→ Task goal
Copy out all of the data that follows, exactly as it appears.

################

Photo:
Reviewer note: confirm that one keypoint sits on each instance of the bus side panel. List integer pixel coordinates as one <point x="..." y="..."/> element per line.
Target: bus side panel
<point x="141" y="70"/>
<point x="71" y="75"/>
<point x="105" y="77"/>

################

→ Answer box
Photo:
Reviewer note: confirm that one keypoint sits on each instance of the bus side panel. List integer pixel coordinates as one <point x="..." y="..."/> element per line.
Target: bus side panel
<point x="141" y="70"/>
<point x="71" y="75"/>
<point x="105" y="77"/>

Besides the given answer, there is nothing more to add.